-- START --

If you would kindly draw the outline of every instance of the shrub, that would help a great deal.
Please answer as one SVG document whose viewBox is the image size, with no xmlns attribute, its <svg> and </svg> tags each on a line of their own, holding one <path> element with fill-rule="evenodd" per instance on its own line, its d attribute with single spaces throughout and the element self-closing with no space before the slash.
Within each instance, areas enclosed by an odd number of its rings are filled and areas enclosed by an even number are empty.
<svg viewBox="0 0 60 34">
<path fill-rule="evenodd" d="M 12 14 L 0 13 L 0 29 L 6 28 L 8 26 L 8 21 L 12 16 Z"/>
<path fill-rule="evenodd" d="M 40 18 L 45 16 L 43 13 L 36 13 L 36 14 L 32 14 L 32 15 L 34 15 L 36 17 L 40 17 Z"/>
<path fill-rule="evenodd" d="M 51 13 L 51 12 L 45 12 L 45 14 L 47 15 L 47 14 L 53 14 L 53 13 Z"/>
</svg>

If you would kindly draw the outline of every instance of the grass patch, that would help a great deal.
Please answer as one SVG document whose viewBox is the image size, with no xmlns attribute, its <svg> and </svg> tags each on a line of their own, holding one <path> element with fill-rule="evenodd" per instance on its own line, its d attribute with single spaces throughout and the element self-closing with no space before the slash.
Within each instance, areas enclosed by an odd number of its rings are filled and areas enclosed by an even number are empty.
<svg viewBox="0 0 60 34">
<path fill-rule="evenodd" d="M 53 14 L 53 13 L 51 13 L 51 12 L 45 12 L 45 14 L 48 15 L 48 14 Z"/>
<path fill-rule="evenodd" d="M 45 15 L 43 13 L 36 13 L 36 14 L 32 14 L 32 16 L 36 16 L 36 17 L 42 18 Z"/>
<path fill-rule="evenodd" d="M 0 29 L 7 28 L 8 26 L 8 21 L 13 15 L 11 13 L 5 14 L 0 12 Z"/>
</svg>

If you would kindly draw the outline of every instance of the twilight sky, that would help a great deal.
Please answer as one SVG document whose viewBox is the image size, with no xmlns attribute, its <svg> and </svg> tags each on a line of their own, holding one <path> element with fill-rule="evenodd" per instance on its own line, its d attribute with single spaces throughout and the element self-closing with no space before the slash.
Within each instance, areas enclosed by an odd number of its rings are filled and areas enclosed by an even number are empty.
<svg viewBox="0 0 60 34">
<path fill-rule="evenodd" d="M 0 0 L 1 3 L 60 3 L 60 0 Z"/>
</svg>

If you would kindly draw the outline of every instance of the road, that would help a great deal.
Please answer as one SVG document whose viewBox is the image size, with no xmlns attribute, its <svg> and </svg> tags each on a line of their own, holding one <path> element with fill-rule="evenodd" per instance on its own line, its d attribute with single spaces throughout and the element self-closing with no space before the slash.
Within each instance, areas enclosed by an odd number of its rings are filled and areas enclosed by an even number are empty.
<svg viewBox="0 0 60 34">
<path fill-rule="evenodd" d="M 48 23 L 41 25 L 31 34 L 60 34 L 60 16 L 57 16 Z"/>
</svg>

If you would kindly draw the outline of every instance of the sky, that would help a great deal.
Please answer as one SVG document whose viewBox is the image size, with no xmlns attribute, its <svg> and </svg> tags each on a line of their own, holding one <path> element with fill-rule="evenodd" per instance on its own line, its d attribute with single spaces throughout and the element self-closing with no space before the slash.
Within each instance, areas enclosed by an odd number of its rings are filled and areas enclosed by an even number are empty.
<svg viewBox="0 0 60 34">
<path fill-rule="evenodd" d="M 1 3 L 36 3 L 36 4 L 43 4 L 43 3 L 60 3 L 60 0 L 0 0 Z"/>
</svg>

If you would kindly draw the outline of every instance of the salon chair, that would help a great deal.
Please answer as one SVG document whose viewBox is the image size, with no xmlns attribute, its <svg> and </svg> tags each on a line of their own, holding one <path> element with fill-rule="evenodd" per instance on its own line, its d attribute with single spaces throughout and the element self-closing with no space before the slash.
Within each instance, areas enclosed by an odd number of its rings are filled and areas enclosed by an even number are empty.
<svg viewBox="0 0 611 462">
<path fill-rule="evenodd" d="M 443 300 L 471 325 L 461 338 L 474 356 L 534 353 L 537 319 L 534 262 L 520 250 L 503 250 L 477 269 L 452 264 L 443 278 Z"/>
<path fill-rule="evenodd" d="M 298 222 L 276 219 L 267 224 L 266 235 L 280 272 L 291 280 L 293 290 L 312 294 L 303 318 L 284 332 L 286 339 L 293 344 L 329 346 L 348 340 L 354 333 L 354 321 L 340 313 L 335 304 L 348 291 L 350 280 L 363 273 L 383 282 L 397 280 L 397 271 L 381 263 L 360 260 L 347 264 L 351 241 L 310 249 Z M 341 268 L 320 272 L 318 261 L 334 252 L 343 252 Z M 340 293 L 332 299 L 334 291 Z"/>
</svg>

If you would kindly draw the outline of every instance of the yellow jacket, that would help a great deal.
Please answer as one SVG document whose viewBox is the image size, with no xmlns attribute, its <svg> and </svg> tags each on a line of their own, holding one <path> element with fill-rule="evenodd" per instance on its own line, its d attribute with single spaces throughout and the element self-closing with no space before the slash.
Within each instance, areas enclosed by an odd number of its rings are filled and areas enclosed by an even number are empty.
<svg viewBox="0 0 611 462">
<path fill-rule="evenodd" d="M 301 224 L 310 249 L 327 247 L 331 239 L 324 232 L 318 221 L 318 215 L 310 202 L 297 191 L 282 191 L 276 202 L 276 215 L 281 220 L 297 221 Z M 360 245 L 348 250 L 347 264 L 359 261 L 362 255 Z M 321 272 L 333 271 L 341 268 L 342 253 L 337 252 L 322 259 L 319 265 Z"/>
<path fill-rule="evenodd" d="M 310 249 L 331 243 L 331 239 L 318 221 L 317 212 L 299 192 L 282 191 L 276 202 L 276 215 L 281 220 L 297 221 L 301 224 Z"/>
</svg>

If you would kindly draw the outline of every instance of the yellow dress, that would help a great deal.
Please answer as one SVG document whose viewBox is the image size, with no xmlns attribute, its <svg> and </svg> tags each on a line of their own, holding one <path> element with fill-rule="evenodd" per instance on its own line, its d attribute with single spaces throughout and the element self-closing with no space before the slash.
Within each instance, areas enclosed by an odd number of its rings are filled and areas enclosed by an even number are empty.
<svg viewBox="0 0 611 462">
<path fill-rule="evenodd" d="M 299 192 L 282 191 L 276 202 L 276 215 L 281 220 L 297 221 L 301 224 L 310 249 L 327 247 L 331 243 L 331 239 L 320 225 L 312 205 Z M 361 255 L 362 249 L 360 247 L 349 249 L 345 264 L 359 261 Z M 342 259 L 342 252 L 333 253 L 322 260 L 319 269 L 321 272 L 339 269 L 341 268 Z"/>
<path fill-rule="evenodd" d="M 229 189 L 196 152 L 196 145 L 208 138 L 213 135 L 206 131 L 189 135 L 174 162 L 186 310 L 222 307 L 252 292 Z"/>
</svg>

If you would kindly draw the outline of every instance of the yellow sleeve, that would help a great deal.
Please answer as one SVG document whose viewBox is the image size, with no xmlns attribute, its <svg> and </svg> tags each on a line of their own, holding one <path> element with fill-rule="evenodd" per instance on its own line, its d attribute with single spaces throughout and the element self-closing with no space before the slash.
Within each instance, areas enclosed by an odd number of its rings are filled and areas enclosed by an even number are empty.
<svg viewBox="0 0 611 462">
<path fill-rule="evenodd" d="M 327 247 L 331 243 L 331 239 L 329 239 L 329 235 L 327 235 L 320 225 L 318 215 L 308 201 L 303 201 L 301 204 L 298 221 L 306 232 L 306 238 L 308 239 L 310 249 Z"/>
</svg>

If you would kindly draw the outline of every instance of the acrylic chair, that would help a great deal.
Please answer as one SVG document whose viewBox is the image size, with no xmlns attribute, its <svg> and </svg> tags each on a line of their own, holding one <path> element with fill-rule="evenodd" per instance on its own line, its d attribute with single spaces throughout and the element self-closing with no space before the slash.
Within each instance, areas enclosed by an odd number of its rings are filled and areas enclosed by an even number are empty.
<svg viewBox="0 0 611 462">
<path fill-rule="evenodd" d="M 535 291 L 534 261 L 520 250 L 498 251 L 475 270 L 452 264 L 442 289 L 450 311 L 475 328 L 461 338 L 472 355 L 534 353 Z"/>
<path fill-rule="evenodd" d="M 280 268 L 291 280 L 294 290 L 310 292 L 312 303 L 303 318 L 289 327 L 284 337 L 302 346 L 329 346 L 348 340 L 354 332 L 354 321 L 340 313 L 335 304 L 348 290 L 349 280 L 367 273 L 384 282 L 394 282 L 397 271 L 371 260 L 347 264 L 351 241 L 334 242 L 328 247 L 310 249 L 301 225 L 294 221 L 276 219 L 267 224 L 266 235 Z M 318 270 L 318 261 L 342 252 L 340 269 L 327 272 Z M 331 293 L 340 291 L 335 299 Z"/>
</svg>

-- END --
-- START --

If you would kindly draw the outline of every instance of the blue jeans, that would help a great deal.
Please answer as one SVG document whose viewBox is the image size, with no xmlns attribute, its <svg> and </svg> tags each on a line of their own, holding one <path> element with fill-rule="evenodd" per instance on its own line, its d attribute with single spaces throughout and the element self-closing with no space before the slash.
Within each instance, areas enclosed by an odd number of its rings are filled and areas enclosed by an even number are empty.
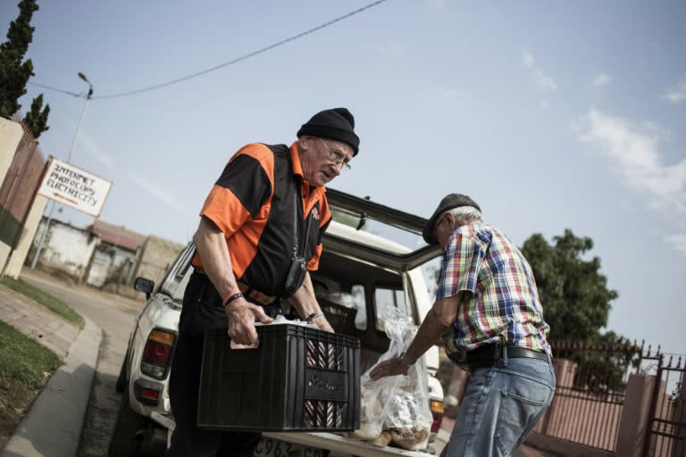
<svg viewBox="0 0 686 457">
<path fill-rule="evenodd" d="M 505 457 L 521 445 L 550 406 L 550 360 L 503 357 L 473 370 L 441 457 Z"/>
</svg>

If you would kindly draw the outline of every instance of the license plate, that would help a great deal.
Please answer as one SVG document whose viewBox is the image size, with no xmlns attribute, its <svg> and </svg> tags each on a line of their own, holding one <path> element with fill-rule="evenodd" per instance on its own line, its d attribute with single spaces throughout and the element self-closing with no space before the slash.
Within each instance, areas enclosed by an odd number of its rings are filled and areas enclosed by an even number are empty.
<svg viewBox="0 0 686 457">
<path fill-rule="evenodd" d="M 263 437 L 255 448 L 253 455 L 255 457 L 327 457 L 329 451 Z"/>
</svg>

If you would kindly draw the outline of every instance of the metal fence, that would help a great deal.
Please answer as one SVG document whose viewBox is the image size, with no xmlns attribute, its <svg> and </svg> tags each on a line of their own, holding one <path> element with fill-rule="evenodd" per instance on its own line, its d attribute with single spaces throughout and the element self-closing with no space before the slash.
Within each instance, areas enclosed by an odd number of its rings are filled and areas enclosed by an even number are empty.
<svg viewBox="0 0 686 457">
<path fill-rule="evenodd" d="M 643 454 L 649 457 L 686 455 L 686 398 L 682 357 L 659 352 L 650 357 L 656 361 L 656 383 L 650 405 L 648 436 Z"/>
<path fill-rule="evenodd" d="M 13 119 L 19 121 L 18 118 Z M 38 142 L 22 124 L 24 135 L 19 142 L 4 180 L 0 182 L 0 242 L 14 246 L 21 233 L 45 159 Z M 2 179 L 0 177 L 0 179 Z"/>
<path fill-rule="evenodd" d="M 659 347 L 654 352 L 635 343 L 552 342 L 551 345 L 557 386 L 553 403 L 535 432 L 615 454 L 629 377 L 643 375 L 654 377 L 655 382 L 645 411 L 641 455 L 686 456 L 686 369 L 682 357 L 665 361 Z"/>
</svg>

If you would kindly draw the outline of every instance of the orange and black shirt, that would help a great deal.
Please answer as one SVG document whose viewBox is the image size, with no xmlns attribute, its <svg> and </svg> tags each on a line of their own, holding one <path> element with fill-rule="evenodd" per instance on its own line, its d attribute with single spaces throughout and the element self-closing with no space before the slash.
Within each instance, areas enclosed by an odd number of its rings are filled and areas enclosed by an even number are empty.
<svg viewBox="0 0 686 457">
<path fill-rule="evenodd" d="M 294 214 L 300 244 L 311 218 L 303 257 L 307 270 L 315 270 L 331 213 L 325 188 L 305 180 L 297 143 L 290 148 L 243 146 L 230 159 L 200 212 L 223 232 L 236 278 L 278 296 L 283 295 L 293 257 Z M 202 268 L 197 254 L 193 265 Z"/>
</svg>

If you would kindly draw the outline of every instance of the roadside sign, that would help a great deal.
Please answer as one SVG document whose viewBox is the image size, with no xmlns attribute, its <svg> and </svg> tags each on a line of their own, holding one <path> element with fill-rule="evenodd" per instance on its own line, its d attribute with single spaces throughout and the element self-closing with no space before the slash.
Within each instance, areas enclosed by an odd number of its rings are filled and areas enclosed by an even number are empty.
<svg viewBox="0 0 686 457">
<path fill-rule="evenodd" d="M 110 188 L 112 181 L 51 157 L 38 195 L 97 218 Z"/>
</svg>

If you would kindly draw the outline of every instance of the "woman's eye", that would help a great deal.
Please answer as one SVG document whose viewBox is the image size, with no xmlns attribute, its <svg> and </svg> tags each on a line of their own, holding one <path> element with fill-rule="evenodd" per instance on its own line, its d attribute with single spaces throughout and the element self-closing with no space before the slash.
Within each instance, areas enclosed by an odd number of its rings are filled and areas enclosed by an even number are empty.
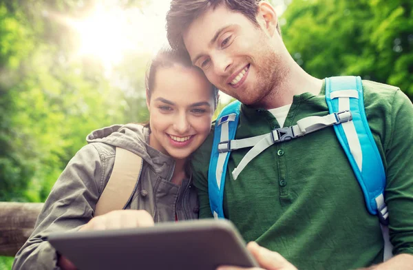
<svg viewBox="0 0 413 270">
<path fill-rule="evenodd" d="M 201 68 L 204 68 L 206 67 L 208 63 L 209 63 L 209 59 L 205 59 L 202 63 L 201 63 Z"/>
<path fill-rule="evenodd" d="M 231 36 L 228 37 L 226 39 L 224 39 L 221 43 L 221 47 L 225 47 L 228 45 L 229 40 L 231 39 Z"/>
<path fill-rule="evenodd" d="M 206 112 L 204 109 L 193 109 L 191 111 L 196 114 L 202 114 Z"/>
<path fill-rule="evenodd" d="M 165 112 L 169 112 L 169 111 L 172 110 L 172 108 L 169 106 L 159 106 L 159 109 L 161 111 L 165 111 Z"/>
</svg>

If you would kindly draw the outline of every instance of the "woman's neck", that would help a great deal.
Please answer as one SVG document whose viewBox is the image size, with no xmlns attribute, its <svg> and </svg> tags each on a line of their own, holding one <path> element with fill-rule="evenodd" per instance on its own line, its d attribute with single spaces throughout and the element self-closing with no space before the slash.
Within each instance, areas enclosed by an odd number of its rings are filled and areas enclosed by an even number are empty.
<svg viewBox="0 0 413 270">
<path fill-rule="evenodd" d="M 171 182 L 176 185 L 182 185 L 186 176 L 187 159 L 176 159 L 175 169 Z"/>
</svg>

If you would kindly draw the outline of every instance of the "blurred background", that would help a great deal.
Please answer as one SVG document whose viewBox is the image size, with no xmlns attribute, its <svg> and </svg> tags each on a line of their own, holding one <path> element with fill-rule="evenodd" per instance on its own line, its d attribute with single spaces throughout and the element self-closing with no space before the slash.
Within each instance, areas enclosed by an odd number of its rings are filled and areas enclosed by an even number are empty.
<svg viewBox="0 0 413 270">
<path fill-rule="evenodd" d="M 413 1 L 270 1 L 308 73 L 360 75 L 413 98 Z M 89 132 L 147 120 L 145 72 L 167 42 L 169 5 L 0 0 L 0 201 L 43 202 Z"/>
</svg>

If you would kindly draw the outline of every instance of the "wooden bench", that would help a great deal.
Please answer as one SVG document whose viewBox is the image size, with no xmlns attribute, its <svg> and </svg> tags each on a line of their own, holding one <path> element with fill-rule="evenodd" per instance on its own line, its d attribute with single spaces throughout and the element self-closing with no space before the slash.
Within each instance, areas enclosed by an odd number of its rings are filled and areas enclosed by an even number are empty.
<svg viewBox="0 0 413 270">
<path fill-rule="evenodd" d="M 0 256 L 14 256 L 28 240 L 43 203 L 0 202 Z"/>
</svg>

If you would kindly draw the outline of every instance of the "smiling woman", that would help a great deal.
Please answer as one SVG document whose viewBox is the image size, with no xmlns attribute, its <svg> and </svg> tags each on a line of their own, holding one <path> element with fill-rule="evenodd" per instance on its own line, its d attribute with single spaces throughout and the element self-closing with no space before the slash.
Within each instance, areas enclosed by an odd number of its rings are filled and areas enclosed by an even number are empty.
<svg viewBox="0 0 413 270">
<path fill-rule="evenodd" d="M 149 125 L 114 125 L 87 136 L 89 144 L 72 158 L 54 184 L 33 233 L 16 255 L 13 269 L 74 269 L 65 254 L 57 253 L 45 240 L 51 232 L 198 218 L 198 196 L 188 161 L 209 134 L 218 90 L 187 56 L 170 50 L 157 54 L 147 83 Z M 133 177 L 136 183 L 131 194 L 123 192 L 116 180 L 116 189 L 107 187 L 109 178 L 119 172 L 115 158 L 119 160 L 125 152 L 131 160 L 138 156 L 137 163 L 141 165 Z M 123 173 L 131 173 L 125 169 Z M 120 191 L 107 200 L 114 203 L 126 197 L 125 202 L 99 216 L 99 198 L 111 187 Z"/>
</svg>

-- END --

## [Written request]
Starting with the line that contains "fence, that would help a great deal." and going on through the line that contains "643 454 L 649", write out every line of the listing again. Add 26 to each viewBox value and path coordinate in the SVG markup, and leave all other text unchanged.

## [Correct result]
If you would kindly draw the outline of every instance of the metal fence, that would help a great deal.
Please answer as one SVG document whose viewBox is the image size, with no xmlns attribute, its <svg> and </svg> tags each on a line of their own, holding one <path> element with fill-rule="evenodd" per instance on its own line, its d attribute with single spaces throughout and the element self-closing with no space before the slash.
Within each instance, areas enclosed by an odd number of its rings are filled and areas enclosed by an even number are empty.
<svg viewBox="26 26 712 483">
<path fill-rule="evenodd" d="M 669 480 L 675 483 L 712 481 L 712 424 L 708 383 L 685 378 L 676 383 L 682 387 L 682 409 L 676 431 L 674 462 Z"/>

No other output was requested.